** Data provided follows **

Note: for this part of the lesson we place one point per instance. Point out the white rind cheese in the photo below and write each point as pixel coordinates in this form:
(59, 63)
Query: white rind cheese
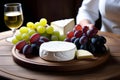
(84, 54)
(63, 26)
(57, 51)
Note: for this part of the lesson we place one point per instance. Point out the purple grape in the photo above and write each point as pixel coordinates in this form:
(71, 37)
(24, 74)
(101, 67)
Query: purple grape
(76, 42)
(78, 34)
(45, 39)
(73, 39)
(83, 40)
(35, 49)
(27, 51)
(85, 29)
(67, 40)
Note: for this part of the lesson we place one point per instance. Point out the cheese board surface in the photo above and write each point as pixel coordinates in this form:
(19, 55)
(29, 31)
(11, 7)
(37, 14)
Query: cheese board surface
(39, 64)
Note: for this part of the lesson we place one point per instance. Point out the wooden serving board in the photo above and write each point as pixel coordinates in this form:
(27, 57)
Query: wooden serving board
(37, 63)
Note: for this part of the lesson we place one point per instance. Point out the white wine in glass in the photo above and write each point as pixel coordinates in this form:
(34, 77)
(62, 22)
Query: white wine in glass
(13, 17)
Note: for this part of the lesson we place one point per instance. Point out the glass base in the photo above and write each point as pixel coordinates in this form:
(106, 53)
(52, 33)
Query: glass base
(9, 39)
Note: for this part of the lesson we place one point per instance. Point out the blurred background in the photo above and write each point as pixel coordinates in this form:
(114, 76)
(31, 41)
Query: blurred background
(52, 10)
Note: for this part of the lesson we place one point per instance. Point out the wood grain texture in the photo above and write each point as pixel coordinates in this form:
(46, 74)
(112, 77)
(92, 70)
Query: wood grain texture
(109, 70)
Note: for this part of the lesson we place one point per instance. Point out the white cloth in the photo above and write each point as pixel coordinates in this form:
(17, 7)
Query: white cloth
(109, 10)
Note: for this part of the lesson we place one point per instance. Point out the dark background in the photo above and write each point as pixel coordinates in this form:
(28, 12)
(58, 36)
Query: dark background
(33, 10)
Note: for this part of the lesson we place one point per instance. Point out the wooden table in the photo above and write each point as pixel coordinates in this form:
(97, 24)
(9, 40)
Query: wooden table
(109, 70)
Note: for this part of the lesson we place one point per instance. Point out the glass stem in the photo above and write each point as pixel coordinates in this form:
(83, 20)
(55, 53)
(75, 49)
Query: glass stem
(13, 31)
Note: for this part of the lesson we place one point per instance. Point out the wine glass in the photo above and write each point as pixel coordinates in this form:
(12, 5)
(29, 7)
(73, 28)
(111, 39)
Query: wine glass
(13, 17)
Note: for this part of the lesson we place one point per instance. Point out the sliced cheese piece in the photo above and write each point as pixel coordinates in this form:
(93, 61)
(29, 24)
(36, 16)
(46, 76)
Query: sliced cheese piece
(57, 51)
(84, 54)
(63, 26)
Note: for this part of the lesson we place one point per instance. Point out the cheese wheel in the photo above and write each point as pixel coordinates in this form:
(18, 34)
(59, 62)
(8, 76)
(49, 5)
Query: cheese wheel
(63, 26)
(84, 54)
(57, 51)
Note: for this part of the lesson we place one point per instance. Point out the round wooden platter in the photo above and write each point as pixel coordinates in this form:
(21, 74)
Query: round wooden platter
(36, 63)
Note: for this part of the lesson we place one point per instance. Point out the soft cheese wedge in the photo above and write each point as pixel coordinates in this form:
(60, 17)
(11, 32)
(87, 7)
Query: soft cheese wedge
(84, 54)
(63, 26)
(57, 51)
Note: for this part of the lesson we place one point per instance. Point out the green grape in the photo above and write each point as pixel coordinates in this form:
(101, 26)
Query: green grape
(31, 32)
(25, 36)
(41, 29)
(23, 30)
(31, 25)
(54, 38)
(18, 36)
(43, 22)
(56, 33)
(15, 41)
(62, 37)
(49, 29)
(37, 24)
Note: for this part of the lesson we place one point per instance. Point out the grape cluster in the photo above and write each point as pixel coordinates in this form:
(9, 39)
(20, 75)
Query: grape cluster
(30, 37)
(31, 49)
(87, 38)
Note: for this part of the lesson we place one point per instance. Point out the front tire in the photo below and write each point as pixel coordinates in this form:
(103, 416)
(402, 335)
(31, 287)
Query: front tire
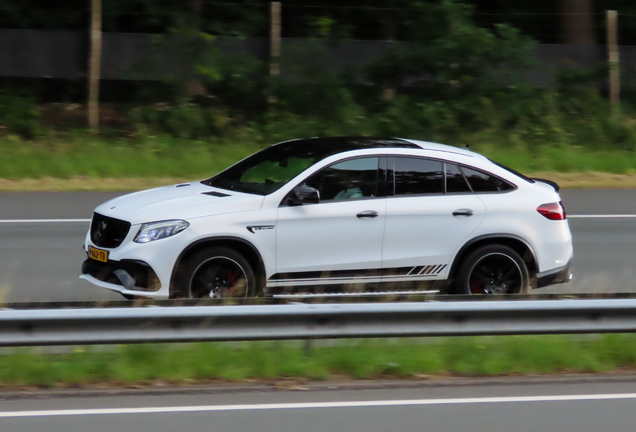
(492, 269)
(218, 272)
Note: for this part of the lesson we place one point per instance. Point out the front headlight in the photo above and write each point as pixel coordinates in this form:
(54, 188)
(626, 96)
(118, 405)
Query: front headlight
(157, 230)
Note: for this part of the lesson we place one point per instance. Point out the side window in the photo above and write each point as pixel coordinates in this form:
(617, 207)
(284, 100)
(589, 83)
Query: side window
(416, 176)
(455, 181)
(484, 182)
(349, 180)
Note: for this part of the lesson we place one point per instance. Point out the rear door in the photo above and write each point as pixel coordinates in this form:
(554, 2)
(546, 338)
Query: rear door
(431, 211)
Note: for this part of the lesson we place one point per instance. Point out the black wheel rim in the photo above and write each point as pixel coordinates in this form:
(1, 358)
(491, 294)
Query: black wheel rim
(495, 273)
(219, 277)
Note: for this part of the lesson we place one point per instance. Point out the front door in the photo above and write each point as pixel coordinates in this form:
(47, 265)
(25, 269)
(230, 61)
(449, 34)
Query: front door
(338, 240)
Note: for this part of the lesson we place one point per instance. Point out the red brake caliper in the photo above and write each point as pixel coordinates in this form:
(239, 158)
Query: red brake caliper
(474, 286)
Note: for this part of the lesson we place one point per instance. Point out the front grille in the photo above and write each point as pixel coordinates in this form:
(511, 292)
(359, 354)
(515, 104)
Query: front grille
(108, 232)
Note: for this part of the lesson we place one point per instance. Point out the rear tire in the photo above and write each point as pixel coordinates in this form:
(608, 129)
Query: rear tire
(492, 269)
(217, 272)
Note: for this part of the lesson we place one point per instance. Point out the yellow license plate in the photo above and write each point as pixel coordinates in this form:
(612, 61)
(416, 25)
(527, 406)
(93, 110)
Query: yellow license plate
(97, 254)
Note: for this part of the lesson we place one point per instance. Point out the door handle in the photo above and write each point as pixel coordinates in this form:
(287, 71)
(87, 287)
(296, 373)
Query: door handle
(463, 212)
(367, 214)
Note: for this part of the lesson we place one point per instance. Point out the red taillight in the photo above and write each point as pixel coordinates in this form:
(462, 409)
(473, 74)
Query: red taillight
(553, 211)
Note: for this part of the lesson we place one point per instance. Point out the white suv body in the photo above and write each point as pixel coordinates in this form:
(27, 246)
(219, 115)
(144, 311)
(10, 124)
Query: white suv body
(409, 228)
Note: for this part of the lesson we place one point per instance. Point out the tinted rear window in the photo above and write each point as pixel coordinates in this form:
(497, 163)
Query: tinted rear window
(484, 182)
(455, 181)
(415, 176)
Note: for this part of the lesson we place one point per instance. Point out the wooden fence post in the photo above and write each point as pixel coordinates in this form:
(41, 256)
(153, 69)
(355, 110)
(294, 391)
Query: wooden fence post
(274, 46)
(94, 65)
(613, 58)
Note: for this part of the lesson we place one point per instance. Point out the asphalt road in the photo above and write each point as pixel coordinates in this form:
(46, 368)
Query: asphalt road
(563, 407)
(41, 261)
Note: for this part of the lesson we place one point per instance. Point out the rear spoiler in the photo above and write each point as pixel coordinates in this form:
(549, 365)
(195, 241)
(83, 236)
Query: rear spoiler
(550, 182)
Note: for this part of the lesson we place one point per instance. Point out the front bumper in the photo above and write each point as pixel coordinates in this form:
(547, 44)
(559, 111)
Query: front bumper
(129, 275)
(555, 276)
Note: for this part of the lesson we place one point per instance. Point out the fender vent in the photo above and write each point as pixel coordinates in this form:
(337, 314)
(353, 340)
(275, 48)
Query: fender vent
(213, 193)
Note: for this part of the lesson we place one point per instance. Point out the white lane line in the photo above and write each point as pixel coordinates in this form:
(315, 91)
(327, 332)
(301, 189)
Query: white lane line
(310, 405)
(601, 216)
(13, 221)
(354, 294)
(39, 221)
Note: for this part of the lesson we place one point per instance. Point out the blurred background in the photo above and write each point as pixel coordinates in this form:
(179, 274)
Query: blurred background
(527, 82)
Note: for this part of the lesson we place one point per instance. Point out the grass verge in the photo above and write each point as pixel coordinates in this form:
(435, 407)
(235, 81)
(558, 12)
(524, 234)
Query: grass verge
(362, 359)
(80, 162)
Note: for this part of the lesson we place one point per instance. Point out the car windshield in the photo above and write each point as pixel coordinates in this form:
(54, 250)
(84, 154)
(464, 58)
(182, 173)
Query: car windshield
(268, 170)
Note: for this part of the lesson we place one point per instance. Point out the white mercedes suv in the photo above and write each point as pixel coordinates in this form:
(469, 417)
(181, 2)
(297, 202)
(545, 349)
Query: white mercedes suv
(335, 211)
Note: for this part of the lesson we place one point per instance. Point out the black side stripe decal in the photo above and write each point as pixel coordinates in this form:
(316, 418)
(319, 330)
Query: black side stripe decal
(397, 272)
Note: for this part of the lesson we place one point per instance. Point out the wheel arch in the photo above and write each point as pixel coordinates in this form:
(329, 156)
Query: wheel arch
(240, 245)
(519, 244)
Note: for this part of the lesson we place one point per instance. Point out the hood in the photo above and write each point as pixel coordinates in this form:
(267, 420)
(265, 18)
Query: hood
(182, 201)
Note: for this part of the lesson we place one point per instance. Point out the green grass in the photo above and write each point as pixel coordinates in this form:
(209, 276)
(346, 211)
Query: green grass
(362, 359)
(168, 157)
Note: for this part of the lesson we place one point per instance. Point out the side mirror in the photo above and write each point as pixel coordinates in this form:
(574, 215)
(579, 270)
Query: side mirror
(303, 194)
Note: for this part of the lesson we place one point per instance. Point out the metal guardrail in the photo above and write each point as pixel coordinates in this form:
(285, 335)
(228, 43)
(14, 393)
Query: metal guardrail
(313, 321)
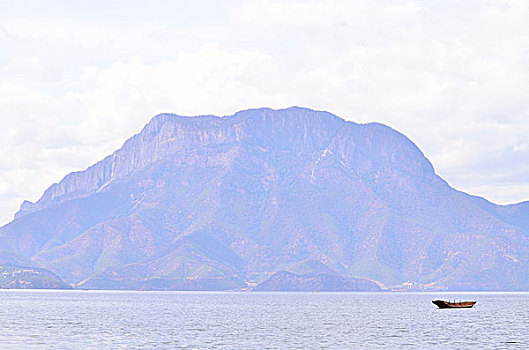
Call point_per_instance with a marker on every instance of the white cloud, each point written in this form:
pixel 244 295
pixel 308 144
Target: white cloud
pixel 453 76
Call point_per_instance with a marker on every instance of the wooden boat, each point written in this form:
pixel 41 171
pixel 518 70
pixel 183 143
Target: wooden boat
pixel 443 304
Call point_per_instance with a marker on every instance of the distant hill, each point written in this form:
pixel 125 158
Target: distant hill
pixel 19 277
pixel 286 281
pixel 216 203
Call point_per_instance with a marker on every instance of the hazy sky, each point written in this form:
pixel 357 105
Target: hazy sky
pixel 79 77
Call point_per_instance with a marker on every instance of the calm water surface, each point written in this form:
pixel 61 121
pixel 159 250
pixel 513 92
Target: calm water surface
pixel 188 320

** End of Data provided **

__Description of the task__:
Scan the data above for the word "below". Copy every line in which it is found.

__Written solution__:
Note: for this part of the lesson we place one point per instance. Point out the white rind cheese in the photo below and write each point as pixel coordinates in this form:
Note: for this part of the lesson we place one point per instance. Point out the front tire in the photo below and write each point as pixel coordinates in this form:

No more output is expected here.